# ACTION ITEM:
Return each line below exactly as it reads, and omit any image in it.

===============

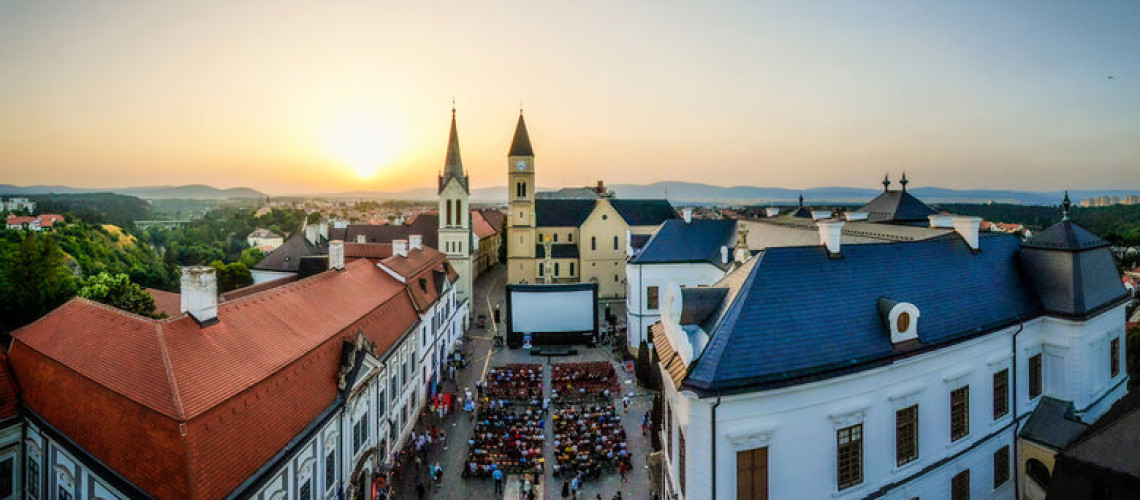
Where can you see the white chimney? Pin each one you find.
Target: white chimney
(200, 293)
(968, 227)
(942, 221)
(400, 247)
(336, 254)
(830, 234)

===============

# EXERCISE RESULT:
Where can you see the white chimney? Pin each one you find.
Target: white chimney
(200, 293)
(968, 227)
(942, 221)
(400, 247)
(336, 254)
(830, 234)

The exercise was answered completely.